-- START OF THE DATA --

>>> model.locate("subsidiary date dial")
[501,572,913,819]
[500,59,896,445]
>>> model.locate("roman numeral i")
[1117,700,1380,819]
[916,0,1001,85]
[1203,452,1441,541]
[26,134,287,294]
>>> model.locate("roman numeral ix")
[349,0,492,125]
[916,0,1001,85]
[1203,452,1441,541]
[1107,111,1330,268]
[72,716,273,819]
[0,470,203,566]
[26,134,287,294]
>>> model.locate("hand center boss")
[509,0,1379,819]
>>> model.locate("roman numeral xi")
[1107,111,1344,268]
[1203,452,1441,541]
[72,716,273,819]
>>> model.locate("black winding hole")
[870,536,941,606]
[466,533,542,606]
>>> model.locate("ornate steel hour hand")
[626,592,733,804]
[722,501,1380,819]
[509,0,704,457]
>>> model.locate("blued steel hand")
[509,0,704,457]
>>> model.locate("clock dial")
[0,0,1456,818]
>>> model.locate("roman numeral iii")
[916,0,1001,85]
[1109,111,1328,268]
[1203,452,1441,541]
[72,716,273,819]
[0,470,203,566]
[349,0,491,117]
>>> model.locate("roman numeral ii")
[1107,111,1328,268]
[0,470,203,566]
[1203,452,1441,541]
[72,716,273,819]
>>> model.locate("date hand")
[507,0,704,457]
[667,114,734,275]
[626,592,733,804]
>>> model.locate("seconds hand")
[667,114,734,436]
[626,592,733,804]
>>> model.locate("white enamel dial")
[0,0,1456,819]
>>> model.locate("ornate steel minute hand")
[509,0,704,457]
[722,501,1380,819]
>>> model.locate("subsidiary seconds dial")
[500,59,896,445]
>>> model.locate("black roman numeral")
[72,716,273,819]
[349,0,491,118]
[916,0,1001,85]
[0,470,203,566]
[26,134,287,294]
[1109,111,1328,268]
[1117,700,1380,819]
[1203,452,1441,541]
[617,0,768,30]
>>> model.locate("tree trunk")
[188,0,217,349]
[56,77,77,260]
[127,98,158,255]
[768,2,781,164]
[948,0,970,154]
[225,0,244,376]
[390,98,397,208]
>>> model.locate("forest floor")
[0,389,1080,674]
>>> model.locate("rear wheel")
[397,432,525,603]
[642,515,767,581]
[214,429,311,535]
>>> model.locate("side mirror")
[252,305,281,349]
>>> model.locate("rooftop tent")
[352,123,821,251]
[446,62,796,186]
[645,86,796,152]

-- END OF THE DATA --

THE TASK:
Reproduce all the data word for word.

REPLY:
>>> model.locate("subsidiary date dial")
[501,572,913,819]
[500,59,896,445]
>>> model.locate("roman numeral i")
[1117,700,1380,819]
[916,0,1001,85]
[1203,452,1441,541]
[26,134,287,294]
>>> model.locate("roman numeral ix")
[349,0,492,125]
[916,0,1001,85]
[1203,452,1441,541]
[1107,111,1330,268]
[72,716,273,819]
[0,470,203,566]
[26,134,287,294]
>>> model.locate("hand center boss")
[509,0,1379,819]
>>> model.locate("roman numeral xi")
[1107,111,1344,268]
[1203,452,1441,541]
[72,716,273,819]
>>> model.locate("black winding hole")
[870,536,941,606]
[466,533,542,606]
>>> model.locate("ornate steel hour hand")
[626,592,733,804]
[722,501,1380,819]
[509,0,704,457]
>>> model.locate("blued steel hand")
[509,0,704,457]
>>> model.locate("clock dial")
[0,0,1456,818]
>>> model.locate("roman numeral iii")
[916,0,1001,85]
[1109,111,1328,268]
[1203,452,1441,541]
[72,716,273,819]
[0,470,203,566]
[349,0,491,117]
>>> model.locate("roman numeral ii")
[1107,111,1328,268]
[0,470,203,566]
[1203,452,1441,541]
[72,716,273,819]
>>> model.locate("date hand")
[507,0,704,457]
[667,114,734,275]
[626,592,733,804]
>>> model.locate("seconds hand")
[667,114,734,436]
[626,592,733,804]
>>> model.locate("white enamel dial")
[0,0,1456,819]
>>> model.locate("ornate steel minute hand")
[509,0,704,457]
[722,501,1380,819]
>>> model.locate("subsidiary seconds dial")
[500,59,896,445]
>>> model.locate("black roman numeral")
[72,716,273,819]
[349,0,491,118]
[916,0,1001,85]
[0,470,203,566]
[26,134,287,294]
[1109,111,1328,268]
[1117,700,1380,819]
[1203,452,1441,541]
[617,0,768,30]
>>> model.locate("tree trunk")
[188,0,217,349]
[56,77,77,260]
[127,98,158,255]
[768,2,781,164]
[948,0,970,154]
[225,0,244,376]
[390,98,397,208]
>>> model.locate("forest floor")
[0,389,1080,674]
>>> model.locate("rear wheel")
[397,432,525,603]
[642,515,767,581]
[214,429,311,535]
>>> model.locate("side mirror")
[252,305,281,349]
>>> model.locate("rooftop tent")
[352,123,821,251]
[446,62,796,186]
[645,86,796,152]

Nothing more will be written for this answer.